** Opening INPUT RECORDS block **
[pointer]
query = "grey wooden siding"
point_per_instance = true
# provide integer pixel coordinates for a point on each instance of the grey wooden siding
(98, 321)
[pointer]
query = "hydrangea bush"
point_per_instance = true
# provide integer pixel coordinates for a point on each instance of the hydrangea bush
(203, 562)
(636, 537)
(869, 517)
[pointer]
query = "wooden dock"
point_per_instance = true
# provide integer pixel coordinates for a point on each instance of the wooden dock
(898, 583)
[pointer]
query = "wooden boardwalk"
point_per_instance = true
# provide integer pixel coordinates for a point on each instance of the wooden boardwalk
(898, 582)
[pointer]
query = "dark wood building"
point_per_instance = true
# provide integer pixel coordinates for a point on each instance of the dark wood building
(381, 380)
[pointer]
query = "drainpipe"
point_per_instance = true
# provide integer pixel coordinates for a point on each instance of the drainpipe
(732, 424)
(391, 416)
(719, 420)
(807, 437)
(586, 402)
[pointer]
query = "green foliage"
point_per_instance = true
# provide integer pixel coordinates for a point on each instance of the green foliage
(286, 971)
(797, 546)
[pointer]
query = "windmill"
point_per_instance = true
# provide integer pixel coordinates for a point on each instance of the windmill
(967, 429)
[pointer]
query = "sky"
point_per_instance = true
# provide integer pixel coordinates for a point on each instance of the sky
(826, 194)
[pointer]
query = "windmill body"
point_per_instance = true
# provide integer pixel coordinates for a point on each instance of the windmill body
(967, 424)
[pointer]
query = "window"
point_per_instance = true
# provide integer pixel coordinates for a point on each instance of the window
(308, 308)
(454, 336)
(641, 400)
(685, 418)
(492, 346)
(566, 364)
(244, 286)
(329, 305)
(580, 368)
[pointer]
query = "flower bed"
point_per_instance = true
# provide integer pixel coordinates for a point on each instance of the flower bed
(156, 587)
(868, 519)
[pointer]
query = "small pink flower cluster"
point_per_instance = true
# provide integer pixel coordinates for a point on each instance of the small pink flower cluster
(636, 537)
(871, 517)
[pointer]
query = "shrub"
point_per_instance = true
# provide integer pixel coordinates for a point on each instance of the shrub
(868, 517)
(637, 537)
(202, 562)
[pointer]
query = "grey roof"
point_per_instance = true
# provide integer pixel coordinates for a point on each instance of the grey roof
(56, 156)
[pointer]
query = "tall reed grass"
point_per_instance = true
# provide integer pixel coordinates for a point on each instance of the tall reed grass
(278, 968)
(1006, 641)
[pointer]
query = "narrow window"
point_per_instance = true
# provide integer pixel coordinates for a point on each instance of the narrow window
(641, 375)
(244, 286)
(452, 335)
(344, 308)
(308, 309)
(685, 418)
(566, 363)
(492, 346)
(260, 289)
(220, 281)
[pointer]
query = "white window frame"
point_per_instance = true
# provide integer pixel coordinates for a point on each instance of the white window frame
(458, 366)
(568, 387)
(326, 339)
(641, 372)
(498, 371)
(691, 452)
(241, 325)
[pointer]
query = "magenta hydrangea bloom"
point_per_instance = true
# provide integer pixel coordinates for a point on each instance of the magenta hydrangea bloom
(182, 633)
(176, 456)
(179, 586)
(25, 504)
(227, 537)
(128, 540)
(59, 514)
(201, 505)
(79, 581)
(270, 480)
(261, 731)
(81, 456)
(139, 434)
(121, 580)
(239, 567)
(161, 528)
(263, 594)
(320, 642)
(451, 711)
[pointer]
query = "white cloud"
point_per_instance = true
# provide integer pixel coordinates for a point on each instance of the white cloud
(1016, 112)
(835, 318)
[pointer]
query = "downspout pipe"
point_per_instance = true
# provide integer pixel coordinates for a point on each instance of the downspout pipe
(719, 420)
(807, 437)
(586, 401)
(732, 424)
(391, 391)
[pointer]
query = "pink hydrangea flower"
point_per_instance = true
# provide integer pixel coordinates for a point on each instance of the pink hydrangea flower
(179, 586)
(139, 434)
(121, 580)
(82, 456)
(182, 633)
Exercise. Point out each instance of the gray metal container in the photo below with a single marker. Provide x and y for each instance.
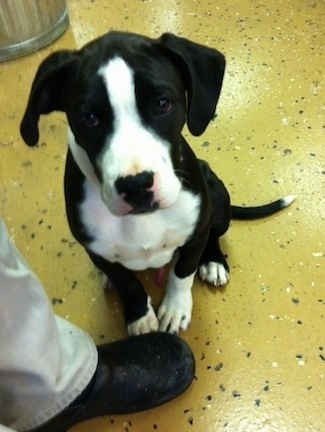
** Closing INPUT RECORDS block **
When you repeat the data, keep it exact and drop every picture.

▶ ANSWER AREA
[pointer]
query = "grey wooden siding"
point_per_instance = true
# provide integer pixel coordinates for a point on each instance of the grey wooden siding
(98, 321)
[pointer]
query = "hydrangea bush"
point_per_instance = true
# provide integer pixel coordinates for a point on each instance of the hydrangea bush
(203, 562)
(636, 537)
(869, 517)
[pointer]
query = "wooden dock"
point_per_instance = true
# provide integer pixel coordinates for a point on each instance of the wooden dock
(898, 583)
[pointer]
query = "wooden boardwalk"
point_per_instance = true
# provide integer pixel coordinates for a point on each instance of the wooden boardwalk
(898, 582)
[pointer]
query = "dark wood building"
point_per_instance = true
# provide integer pixel coordinates for a point on each instance of the dark wood building
(381, 380)
[pointer]
query = "drainpipe"
point_per_instance = true
# provide integer pixel coordinates for a point on each instance of the drainpipe
(732, 424)
(391, 416)
(719, 420)
(807, 437)
(586, 402)
[pointer]
query = "green foliage"
point_per_instance = true
# provide integer pixel coordinates for a point on each instance of the green foliage
(286, 971)
(797, 546)
[pointer]
query = "windmill"
point_per_instance = true
# provide integer pixel coordinates for a point on each instance of the windmill
(967, 429)
[pointer]
query = "sky"
point_per_instance = true
# provide integer pixel coordinates for a point on each instance of the sky
(826, 194)
[pointer]
query = "windmill body"
point_per_instance = true
# provide integer pixel coordinates for a point on each instance of the windmill body
(967, 424)
[pointer]
query = "window"
point_per_instance = true
# provide integer pixel coordinates for a point on each instance of the window
(308, 308)
(454, 336)
(641, 400)
(685, 418)
(492, 346)
(566, 364)
(244, 286)
(329, 305)
(580, 368)
[pointer]
query = "flower bed"
point_per_instance = true
# provide integer pixel coordinates for a point on each instance of the flower bed
(156, 587)
(868, 519)
[pointer]
query = "small pink flower cluster"
point_per_instance = true
# provide integer pixel coordinates for a point on each instance of the small pink flower cluster
(636, 537)
(871, 517)
[pointer]
query = "shrub"
point_per_instance = true
# provide integer pixel coordinates for a point on each instance of the shrub
(868, 517)
(637, 537)
(202, 562)
[pointer]
query = "grey roof"
point_per_instance = true
# provide integer pixel coordinates for a point on each instance of the grey roof
(56, 156)
[pointer]
query = "tall reed grass"
point_per_instance = true
# provide integer pixel coordinates for a point on each instance of the tall reed grass
(278, 968)
(1006, 641)
[pointer]
query = "narrow window"
point_per_instance = true
# provide integer pixel coordinates for a point on each instance of the narrow window
(641, 375)
(244, 286)
(452, 335)
(344, 308)
(308, 309)
(685, 418)
(566, 363)
(492, 346)
(260, 289)
(220, 281)
[pointer]
query = "white window frame"
point_per_instance = true
# provide integer pixel coordinates for a point on each instance of the white window frame
(458, 366)
(568, 387)
(326, 339)
(641, 372)
(498, 371)
(691, 452)
(241, 325)
[pointer]
query = "magenta hydrangea bloom"
point_per_instance = true
# provide integer pixel coordinates for a point on each instance of the magenta hydrangea bloom
(182, 633)
(176, 456)
(179, 586)
(25, 504)
(227, 537)
(128, 540)
(59, 514)
(201, 505)
(79, 581)
(270, 480)
(261, 731)
(81, 456)
(139, 434)
(121, 580)
(239, 567)
(161, 528)
(263, 594)
(320, 642)
(451, 711)
[pointer]
query = "white cloud"
point_per_instance = true
# provide integer pixel coordinates for a point on each instance of the white cloud
(1016, 112)
(835, 318)
[pointer]
query = "downspout pipe"
point_per_instance = true
# provide integer pixel coordinates for a point on each instance of the downspout pipe
(719, 420)
(807, 437)
(586, 401)
(732, 424)
(391, 391)
[pointer]
query = "pink hydrangea flower"
point_per_instance = true
# provide integer pixel coordinates for a point on each instance of the pink hydrangea flower
(179, 586)
(139, 434)
(121, 580)
(82, 456)
(182, 633)
Exercise. Point out each instance of the gray metal container in the photo below with a single marker. Provide x and y for each instance.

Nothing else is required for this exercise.